#### WHAT IS NEEDED
Could you set down every record below exactly as it appears?

#### RECORDED INFORMATION
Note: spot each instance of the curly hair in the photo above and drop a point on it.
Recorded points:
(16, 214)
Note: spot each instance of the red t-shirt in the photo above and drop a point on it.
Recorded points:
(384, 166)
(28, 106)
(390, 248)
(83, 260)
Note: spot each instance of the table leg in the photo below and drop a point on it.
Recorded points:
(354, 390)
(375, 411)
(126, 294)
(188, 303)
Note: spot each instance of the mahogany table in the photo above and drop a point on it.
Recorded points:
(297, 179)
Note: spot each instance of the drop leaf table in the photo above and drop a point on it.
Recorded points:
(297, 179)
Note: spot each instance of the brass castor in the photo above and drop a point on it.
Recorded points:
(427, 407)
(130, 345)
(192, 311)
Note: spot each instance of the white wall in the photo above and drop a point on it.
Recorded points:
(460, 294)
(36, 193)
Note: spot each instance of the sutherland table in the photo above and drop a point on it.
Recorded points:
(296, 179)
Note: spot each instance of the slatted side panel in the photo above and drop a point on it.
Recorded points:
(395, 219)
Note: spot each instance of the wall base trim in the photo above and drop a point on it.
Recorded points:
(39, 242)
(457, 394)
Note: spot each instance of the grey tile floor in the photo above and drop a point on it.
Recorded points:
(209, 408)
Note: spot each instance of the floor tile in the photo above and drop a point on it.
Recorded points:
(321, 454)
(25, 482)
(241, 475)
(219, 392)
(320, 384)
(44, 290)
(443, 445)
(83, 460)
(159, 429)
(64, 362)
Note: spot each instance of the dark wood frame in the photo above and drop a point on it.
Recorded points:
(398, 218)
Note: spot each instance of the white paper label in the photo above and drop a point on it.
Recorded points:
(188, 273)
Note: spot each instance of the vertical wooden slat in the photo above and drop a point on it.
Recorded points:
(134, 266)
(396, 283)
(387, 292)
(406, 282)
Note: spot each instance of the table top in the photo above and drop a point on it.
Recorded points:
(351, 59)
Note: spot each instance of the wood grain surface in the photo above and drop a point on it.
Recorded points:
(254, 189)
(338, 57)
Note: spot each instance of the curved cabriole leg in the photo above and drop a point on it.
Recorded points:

#### SOLVED EXERCISE
Note: spot each instance of the curly hair in the photo above and drop a point on it.
Recorded points:
(16, 214)
Note: spot each instance of the red t-shirt in the photo above and drop a point on it.
Recorded points:
(384, 166)
(28, 106)
(390, 248)
(83, 260)
Note: spot each instance of the table leg in the photo below and drop a point on it.
Recorded points:
(354, 390)
(375, 411)
(126, 294)
(188, 303)
Note: spot each instance of the mahogany table in the photo above and drop a point on it.
Recorded points:
(297, 179)
Note: spot each instance of the drop leaf table in the photo above and drop a point on it.
Recorded points:
(297, 179)
Note: spot each instance of the brass castor in the photo above and drop a point on it.
Recorded points:
(427, 407)
(130, 345)
(192, 311)
Note: spot each instance of the white wall in the photo above and drop a point on it.
Recorded points:
(460, 294)
(36, 193)
Note: spot each instance of the sutherland table in the photo above and drop a point on it.
Recorded points:
(296, 179)
Note: spot each instance of the slatted side panel in the photo above and drop a point on it.
Recorded points:
(395, 219)
Note: spot each instance of the wall base trim in the photo above and drop a point on it.
Recorded points:
(39, 242)
(457, 394)
Note: spot each instance of the grey tile floor in the photo above and drop a point on it.
Recorded points:
(209, 408)
Note: spot each instance of the floor tile in the photo above and drop a point on it.
Recorded points:
(321, 454)
(25, 482)
(241, 475)
(219, 392)
(320, 384)
(44, 290)
(443, 445)
(83, 460)
(159, 429)
(64, 362)
Note: spot each instance of the dark wood frame in the photo above and drop a point on it.
Recorded points:
(398, 218)
Note: spot each instance of the white paper label in the photo above and drop a point on it.
Recorded points:
(188, 273)
Note: spot each instance of the vertical wooden slat in the photo above and drop a point on it.
Recorded points:
(134, 266)
(396, 283)
(387, 292)
(406, 282)
Note: spot each instance of the table top in the photo above and drop a point on it.
Recorded points:
(351, 59)
Note: spot each instance of the wood grain surface in the photo above and drop a point on it.
Recorded points:
(254, 189)
(338, 57)
Note: spot each instance of the curved cabriole leg in the photo above and drop a point on it.
Recorded points:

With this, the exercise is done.